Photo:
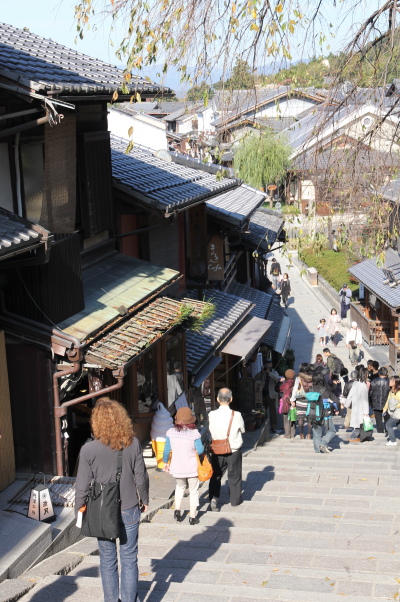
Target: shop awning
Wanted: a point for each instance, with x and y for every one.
(247, 337)
(113, 287)
(284, 335)
(122, 345)
(205, 370)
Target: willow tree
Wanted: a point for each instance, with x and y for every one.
(261, 160)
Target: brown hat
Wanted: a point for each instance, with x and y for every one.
(184, 416)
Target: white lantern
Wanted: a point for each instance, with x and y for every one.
(40, 505)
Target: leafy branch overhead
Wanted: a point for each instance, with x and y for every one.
(262, 159)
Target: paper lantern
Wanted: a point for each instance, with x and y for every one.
(40, 505)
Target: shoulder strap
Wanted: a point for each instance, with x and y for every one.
(119, 464)
(230, 424)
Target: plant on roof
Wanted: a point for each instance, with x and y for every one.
(262, 159)
(193, 317)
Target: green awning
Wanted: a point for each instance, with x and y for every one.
(112, 286)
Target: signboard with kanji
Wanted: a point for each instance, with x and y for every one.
(215, 258)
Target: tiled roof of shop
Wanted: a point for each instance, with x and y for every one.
(236, 206)
(373, 278)
(261, 300)
(275, 314)
(230, 311)
(266, 307)
(123, 344)
(48, 66)
(164, 185)
(114, 283)
(16, 234)
(265, 226)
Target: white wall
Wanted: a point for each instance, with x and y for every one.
(147, 131)
(285, 108)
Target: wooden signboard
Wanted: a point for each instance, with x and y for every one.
(215, 258)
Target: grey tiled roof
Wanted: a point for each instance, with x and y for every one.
(275, 314)
(261, 300)
(16, 234)
(230, 311)
(373, 276)
(264, 223)
(236, 206)
(47, 66)
(266, 307)
(162, 184)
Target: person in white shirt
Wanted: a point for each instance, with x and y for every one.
(218, 425)
(353, 343)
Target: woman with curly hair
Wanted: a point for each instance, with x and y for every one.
(112, 430)
(184, 441)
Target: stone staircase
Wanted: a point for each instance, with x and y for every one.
(312, 527)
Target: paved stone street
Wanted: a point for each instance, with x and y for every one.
(323, 526)
(312, 526)
(306, 307)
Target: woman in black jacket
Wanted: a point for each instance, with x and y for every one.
(378, 393)
(112, 429)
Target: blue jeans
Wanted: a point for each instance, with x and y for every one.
(391, 423)
(128, 549)
(323, 440)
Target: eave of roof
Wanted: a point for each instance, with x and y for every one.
(124, 344)
(236, 206)
(368, 273)
(164, 186)
(44, 65)
(116, 282)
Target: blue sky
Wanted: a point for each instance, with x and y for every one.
(55, 19)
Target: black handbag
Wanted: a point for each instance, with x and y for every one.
(103, 507)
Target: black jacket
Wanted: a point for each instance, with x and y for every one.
(378, 392)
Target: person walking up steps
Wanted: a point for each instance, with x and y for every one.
(184, 441)
(353, 343)
(345, 298)
(328, 401)
(113, 431)
(285, 391)
(302, 385)
(378, 394)
(285, 289)
(323, 334)
(275, 272)
(219, 421)
(392, 407)
(334, 326)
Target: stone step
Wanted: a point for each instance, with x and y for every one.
(153, 571)
(274, 514)
(232, 588)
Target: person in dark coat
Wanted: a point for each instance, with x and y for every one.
(285, 289)
(378, 394)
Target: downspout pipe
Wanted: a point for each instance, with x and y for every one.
(60, 409)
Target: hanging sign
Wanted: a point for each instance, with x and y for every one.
(40, 505)
(215, 258)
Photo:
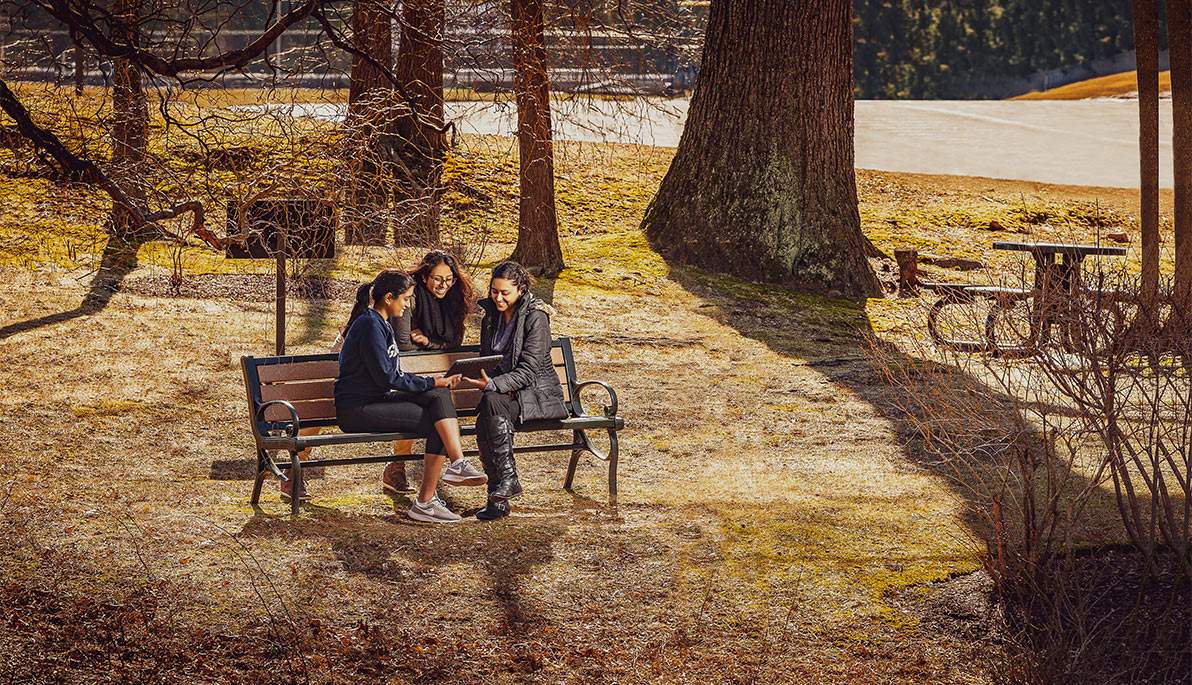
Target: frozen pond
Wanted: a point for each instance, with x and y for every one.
(1082, 142)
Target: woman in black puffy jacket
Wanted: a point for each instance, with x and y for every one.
(523, 387)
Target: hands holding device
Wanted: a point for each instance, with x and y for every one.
(472, 372)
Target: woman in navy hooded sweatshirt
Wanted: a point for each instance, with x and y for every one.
(372, 394)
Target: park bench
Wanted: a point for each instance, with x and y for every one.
(290, 393)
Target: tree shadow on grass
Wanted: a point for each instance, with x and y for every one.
(116, 262)
(1049, 604)
(397, 550)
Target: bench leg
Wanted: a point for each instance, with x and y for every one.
(578, 438)
(613, 449)
(296, 487)
(261, 472)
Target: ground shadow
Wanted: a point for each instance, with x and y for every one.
(116, 262)
(398, 552)
(1060, 599)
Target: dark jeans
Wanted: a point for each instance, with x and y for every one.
(414, 412)
(495, 404)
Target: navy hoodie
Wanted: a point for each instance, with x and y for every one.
(370, 369)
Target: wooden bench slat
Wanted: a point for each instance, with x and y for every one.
(314, 410)
(298, 391)
(298, 371)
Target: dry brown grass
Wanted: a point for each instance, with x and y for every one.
(768, 508)
(1113, 85)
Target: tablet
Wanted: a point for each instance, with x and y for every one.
(471, 367)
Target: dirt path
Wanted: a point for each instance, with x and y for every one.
(770, 524)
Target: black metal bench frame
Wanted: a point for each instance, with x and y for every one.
(283, 435)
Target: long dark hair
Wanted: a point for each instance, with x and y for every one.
(390, 281)
(460, 298)
(515, 273)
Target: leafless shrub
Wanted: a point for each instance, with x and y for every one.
(1068, 402)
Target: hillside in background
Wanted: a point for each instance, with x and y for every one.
(1124, 85)
(941, 49)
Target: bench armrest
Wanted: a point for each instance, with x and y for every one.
(295, 422)
(609, 410)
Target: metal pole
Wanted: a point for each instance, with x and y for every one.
(79, 64)
(281, 298)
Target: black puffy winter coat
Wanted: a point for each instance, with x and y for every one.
(532, 379)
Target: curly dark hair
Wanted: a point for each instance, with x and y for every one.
(460, 298)
(390, 281)
(515, 273)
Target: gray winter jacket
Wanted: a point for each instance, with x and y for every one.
(532, 378)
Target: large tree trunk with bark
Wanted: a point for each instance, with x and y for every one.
(370, 114)
(1179, 44)
(130, 130)
(538, 229)
(762, 185)
(420, 67)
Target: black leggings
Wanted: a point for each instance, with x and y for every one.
(414, 412)
(496, 404)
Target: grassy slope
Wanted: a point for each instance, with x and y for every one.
(767, 504)
(1110, 86)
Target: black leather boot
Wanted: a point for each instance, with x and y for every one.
(494, 510)
(500, 433)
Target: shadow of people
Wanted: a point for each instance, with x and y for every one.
(401, 552)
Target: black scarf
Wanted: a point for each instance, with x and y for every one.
(432, 315)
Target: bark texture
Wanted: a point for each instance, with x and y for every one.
(1179, 44)
(420, 67)
(1146, 42)
(130, 130)
(538, 229)
(762, 185)
(370, 113)
(372, 33)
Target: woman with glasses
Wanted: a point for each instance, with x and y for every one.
(442, 299)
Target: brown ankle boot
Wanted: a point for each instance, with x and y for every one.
(393, 479)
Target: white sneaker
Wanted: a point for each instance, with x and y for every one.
(464, 473)
(433, 511)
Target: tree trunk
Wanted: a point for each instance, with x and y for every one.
(371, 30)
(420, 67)
(1179, 43)
(1146, 44)
(370, 111)
(130, 130)
(538, 230)
(79, 62)
(762, 185)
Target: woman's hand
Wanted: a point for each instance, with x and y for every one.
(448, 381)
(480, 383)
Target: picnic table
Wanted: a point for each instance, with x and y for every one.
(1049, 301)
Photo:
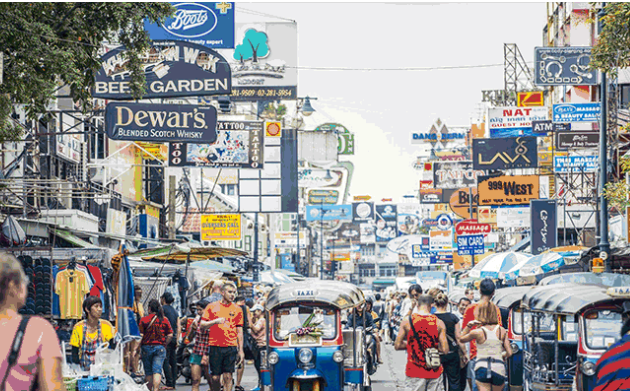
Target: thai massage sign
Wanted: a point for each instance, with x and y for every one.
(171, 69)
(161, 122)
(508, 190)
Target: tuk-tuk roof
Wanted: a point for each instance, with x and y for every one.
(565, 298)
(336, 293)
(508, 297)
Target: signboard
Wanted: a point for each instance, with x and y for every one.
(454, 175)
(577, 112)
(575, 164)
(386, 223)
(563, 66)
(171, 68)
(544, 225)
(577, 140)
(530, 99)
(470, 245)
(207, 24)
(505, 153)
(472, 227)
(264, 61)
(514, 121)
(239, 144)
(508, 190)
(161, 122)
(221, 227)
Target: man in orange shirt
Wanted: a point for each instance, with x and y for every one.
(226, 338)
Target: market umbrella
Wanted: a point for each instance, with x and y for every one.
(496, 265)
(538, 264)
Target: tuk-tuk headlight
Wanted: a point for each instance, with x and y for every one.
(273, 358)
(588, 368)
(305, 355)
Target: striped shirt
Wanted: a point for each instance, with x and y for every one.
(612, 372)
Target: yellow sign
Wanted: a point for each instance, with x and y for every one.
(221, 227)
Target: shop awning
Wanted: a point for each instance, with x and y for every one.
(72, 239)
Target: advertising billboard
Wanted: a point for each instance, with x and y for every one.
(171, 68)
(514, 121)
(505, 153)
(207, 24)
(508, 190)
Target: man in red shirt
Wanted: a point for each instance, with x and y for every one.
(424, 332)
(226, 338)
(486, 289)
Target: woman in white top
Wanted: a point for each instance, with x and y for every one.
(493, 348)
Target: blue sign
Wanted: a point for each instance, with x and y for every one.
(470, 245)
(575, 164)
(577, 112)
(206, 24)
(328, 212)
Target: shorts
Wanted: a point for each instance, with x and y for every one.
(420, 384)
(222, 359)
(153, 359)
(481, 375)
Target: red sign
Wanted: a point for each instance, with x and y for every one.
(472, 227)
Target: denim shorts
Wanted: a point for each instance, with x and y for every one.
(153, 358)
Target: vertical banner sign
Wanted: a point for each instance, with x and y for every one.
(544, 225)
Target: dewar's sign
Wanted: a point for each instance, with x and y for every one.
(161, 122)
(171, 68)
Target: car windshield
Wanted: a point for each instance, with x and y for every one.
(289, 319)
(601, 328)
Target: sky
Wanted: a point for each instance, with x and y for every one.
(383, 108)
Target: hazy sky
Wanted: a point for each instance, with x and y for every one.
(383, 108)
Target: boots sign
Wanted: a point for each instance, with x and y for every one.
(161, 122)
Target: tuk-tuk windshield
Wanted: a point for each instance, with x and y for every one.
(289, 319)
(602, 328)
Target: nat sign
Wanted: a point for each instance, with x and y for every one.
(161, 122)
(171, 69)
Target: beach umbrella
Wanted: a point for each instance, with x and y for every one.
(496, 265)
(538, 264)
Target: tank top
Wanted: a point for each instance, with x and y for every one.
(424, 337)
(491, 352)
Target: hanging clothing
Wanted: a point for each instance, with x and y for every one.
(71, 286)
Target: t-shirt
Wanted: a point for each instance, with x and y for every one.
(71, 286)
(224, 334)
(107, 333)
(40, 341)
(470, 316)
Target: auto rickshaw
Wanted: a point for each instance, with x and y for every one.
(586, 321)
(307, 350)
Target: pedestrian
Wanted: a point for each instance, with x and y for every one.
(225, 349)
(493, 347)
(156, 334)
(258, 329)
(486, 289)
(170, 362)
(450, 361)
(87, 335)
(423, 335)
(32, 340)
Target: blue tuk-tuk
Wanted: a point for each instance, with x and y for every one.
(307, 350)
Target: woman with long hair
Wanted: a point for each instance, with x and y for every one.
(156, 333)
(493, 348)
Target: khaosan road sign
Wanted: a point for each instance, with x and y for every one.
(563, 66)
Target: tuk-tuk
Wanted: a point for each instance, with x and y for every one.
(508, 300)
(586, 321)
(307, 350)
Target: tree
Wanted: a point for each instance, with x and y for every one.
(47, 45)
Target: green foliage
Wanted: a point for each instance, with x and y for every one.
(46, 45)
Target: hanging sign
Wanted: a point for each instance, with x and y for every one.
(161, 122)
(171, 68)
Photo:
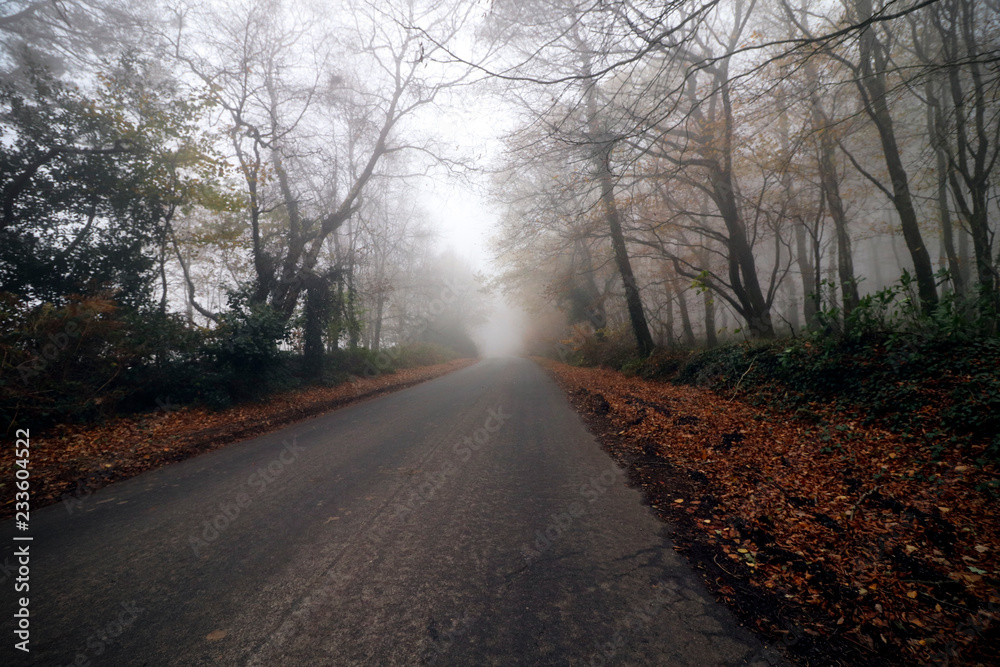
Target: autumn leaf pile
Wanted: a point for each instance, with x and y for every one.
(71, 461)
(850, 532)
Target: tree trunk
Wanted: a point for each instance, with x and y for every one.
(872, 86)
(637, 317)
(711, 335)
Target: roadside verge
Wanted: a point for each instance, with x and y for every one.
(840, 542)
(68, 463)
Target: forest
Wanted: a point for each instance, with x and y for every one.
(213, 203)
(752, 243)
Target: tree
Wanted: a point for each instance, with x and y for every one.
(88, 186)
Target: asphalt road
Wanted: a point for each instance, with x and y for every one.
(470, 520)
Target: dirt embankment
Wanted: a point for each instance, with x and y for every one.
(844, 543)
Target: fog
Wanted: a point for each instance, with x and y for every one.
(430, 172)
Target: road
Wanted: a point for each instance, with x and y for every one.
(470, 520)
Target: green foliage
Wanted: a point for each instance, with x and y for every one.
(90, 358)
(614, 349)
(422, 354)
(245, 348)
(87, 183)
(933, 378)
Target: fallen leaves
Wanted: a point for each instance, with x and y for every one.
(861, 534)
(71, 462)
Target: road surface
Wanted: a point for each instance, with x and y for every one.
(470, 520)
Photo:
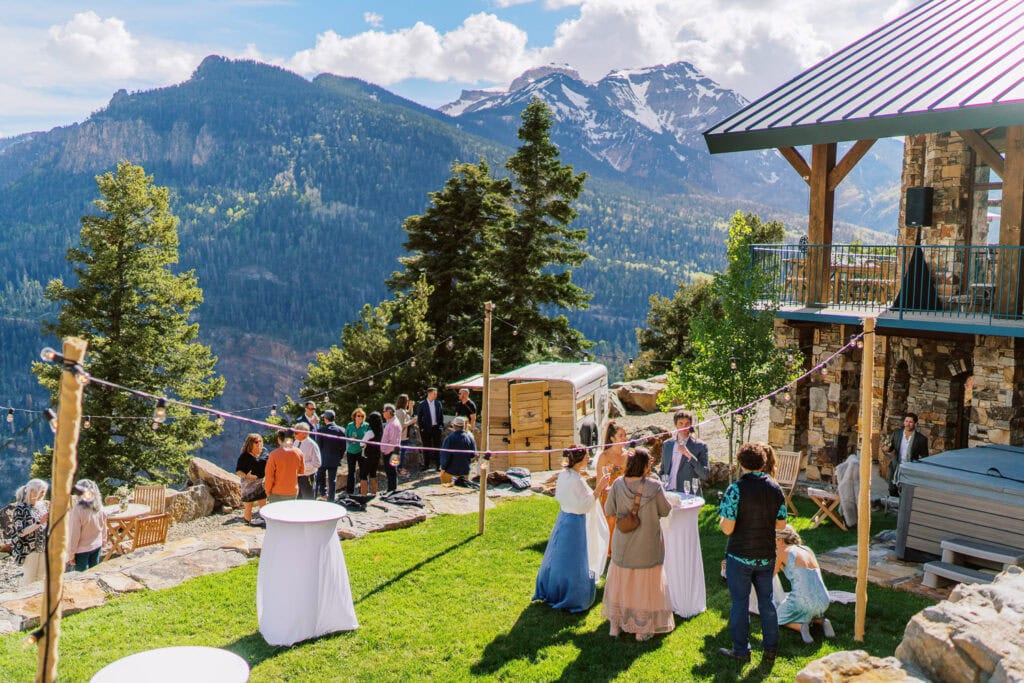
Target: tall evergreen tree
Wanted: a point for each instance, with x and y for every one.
(134, 312)
(530, 265)
(445, 245)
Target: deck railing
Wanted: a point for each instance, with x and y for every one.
(972, 282)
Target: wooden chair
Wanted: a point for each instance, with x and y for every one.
(786, 472)
(152, 496)
(151, 530)
(826, 501)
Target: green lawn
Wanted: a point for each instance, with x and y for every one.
(436, 602)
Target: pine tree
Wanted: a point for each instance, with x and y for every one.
(530, 265)
(134, 312)
(445, 246)
(391, 337)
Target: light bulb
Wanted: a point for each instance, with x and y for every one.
(160, 413)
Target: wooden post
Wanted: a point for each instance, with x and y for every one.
(488, 309)
(65, 466)
(864, 500)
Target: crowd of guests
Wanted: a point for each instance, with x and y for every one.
(752, 515)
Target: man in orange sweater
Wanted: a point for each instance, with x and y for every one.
(283, 468)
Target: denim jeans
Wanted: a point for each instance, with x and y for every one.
(739, 578)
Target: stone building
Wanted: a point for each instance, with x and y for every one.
(947, 294)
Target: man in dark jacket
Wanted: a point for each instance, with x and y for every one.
(332, 452)
(904, 445)
(753, 509)
(430, 419)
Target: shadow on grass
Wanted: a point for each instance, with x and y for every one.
(419, 565)
(540, 627)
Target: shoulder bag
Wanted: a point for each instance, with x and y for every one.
(631, 520)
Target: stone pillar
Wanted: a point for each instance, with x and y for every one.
(996, 399)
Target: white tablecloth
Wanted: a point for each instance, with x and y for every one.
(174, 665)
(683, 560)
(302, 588)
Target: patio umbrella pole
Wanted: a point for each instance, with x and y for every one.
(864, 498)
(62, 473)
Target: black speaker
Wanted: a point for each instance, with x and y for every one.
(919, 207)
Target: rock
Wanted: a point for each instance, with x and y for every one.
(857, 667)
(175, 568)
(639, 395)
(976, 635)
(190, 504)
(77, 595)
(615, 408)
(224, 486)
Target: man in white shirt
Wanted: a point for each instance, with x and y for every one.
(310, 461)
(684, 458)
────
Description of the task: Each line in the listing that contains "black" should be returned.

Answer section:
Target: woman in black jacket
Target: black handbag
Target: black jacket
Target: woman in black puffy jacket
Target: black metal bench frame
Target: black puffy winter coat
Target: black leggings
Target: black leather boot
Target: black scarf
Target: black speaker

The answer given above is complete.